• [Soal Latihan]:
Lanjutkan uraian tentang taubat di bawah ini, dimulai tepat setelah kalimat terakhirnya.

• [Bacaan yang Diberikan]:
* * * *

Sebagai satu-satunya Pemberi ampunan, Allah SWT Maha Luas ampunan-Nya (lihat: QS. al-Najm [53]: 32). Bahkan membuka pintu ampunan bagi semua dosa (lihat: QS. al-Zumar [39]: 53). Rasulullah bersabda: “Wahai hambaku, sesungguhnya kamu pasti melakukan kesalahan siang dan malam. Tapi Aku akan senantiasa mengampuni seluruh dosa, maka mintalah ampunan kepada-Ku” (HR. Muslim dari Abu Dzar).

Tidak Melanjutkan Perbuatan Dosa

Selanjutnya dijelaskan konsekuensi lain yang harus dilakukan bagi orang-orang yang bertaubat. Allah SWT berfirman: wa lam yushirruu 'alaa maa fa'aluu (dan mereka tidak meneruskan perbuatan kejinya itu). Dijelaskan al-Jazairi, kata al-ishraar bermakna al-syadd 'alaa al-syay’ al-rabth 'alayhi (terikat kuat dengan sesuatu). Dalam konteks ayat ini, al-Thabari memaknainya sebagai al-iqaamah 'alaa al-dzanb aamid[an] wa tark al-tawbah minhu (mengerjakan dosa dengan sengaja dan meninggalkan taubat darinya). Sehingga kata lam yushirruu, sebagaimana diterangkan al-Wahidi, berarti lam yuqiimuu wa lam yaduumuu (tidak mengerjakan dan tidak meneruskan). Itu berarti, permohonan ampun mereka disertai dengan sikap berhenti dan tidak lagi meneruskan perbuatan keji dan dosa lainnya.

Bahwa dalam bertaubat harus dengan sikap meninggalkan perbuatan maksiat juga terdapat dalam firman Allah SWT: “Dan jika kamu bertobat (dari pengambilan riba), maka bagimu pokok hartamu” (TQS. al-Baqarah [2]: 279). Riba adalah mengambil pengembalian utang melebihi dari pokok harta yang diutangkan. Oleh karena itu, seseorang dapat dinyatakan telah bertaubat manakala dia telah meninggalkan riba. Sebagai buktinya, dia hanya mengambil pokok harta saja. Apabila mengambil lebih dari itu, berapapun jumlahnya, maka ia belum meninggalkan riba. Dan tentu saja, dia tidak dianggap telah bertaubat darinya.

Ditegaskan pula: wahum ya'lamuun (sedang mereka mengetahui). Mereka mengetahui pelanggarannya terhadap syara', dengan meninggalkan yang wajib atau mengerjakan yang haram. Demikian al-Jazairi dalam tafsirnya.

* * * *

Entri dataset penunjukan
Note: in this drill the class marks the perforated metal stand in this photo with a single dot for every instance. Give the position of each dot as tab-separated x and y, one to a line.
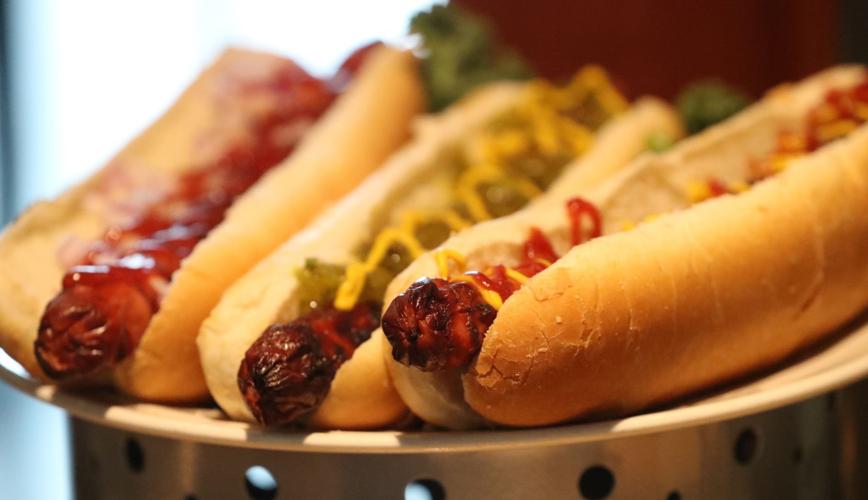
815	449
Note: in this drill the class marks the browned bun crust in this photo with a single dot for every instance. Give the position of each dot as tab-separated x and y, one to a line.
361	395
650	186
689	301
361	128
354	137
437	397
30	271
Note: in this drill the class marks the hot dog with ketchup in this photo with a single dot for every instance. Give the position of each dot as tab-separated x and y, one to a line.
289	343
547	316
111	280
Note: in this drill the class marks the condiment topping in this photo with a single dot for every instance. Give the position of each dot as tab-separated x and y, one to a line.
499	169
440	323
509	163
82	327
840	112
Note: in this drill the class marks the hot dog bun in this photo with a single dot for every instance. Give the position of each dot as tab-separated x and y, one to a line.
361	395
260	297
369	120
651	186
686	302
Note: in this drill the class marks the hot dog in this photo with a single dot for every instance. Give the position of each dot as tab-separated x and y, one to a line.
524	321
289	343
110	282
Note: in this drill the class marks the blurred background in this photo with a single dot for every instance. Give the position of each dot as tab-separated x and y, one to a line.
79	79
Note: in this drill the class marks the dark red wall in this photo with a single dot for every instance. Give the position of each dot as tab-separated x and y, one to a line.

* * * *

• [Jawaban Tertulis]:
Selain itu, apabila berkenaan dengan hak Bani Adam, harus diselesaikan dengan pihak yang bersangkutan. Para pelaku dosa itu juga harus mengadakan perbuatan baik (lihat: QS. al-Baqarah [2]: 160, Ali Imran [3]: 89, al-Nisa' [4]: 146, al-Nahl [16]: 119). Allah SWT juga berfirman: “Sesungguhnya perbuatan-perbuatan yang baik itu menghapuskan (dosa) perbuatan-perbuatan yang buruk” (TQS. Hud [11]: 114).

Terhadap orang-orang yang bertaubat dengan benar itu, dijanjikan ampunan dan Surga, sebagaimana ditegaskan dalam ayat selanjutnya: “Mereka itu balasannya ialah ampunan dari Tuhan mereka dan Surga yang di dalamnya mengalir sunga-sungai, sedang mereka kekal di dalamnya; dan itulah sebaik-baik pahala orang-orang yang beramal” (TQS. Ali Imran [3]: 136).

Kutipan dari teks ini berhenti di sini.